Extracted records
......

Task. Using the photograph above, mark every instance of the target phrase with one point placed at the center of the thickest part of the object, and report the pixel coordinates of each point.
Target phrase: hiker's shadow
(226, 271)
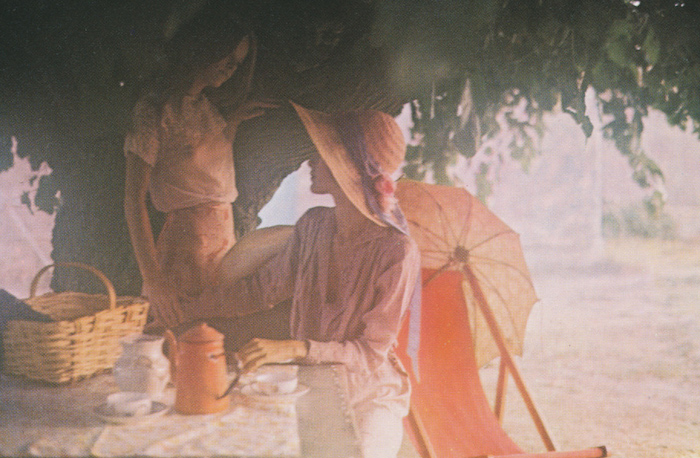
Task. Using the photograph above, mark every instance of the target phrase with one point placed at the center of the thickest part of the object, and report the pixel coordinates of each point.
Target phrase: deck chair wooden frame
(415, 424)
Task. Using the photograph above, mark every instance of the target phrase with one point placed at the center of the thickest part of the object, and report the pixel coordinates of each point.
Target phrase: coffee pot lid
(201, 333)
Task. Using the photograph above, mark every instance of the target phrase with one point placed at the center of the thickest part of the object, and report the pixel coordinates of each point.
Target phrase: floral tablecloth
(40, 420)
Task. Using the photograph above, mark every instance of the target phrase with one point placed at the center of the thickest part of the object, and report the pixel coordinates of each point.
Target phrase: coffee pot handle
(172, 351)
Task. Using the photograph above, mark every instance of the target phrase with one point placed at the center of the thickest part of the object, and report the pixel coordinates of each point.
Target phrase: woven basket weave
(82, 340)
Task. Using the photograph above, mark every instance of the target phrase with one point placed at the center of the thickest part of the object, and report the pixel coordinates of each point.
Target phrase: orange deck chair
(450, 415)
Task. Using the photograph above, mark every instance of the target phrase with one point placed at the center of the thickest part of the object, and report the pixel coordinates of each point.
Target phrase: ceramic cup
(129, 403)
(272, 383)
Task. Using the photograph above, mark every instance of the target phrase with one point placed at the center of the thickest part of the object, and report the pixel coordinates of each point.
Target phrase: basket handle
(108, 284)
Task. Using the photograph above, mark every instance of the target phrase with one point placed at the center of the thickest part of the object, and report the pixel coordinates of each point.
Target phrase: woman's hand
(249, 110)
(168, 310)
(262, 351)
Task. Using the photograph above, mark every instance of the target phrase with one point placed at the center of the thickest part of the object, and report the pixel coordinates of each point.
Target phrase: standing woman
(179, 151)
(351, 272)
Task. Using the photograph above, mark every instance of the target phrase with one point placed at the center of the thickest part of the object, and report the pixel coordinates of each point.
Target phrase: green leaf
(651, 47)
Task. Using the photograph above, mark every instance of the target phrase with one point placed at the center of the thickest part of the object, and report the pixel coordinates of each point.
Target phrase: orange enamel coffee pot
(198, 365)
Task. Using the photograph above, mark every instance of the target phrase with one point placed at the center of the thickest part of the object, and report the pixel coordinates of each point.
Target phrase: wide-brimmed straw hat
(362, 150)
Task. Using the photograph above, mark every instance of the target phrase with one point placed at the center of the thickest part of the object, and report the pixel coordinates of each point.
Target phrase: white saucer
(251, 392)
(103, 411)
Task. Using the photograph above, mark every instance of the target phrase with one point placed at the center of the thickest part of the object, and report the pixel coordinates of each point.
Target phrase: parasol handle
(506, 357)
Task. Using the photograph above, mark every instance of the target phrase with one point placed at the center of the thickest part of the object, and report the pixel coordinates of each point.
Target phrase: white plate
(157, 409)
(251, 392)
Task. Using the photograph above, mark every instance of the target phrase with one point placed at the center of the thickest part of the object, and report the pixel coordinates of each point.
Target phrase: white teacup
(129, 403)
(272, 383)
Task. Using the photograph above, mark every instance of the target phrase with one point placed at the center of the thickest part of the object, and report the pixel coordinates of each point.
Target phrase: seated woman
(351, 272)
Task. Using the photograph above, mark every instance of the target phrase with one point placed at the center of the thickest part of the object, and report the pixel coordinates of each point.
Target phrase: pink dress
(193, 181)
(359, 329)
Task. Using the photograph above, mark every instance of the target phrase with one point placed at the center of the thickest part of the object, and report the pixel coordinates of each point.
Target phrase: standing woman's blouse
(378, 274)
(185, 144)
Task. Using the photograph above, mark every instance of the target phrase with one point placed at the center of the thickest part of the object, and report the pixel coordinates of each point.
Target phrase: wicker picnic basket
(82, 340)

......

● YOUR GOAL
Gather every line of the entries above that contains the word "coffee" and copy each one in full. Case counts, so treat uppercase and lowercase letters as different.

● RESULT
Target phrase: coffee pot lid
Target phrase: coffee pot handle
Target phrase: orange enamel coffee pot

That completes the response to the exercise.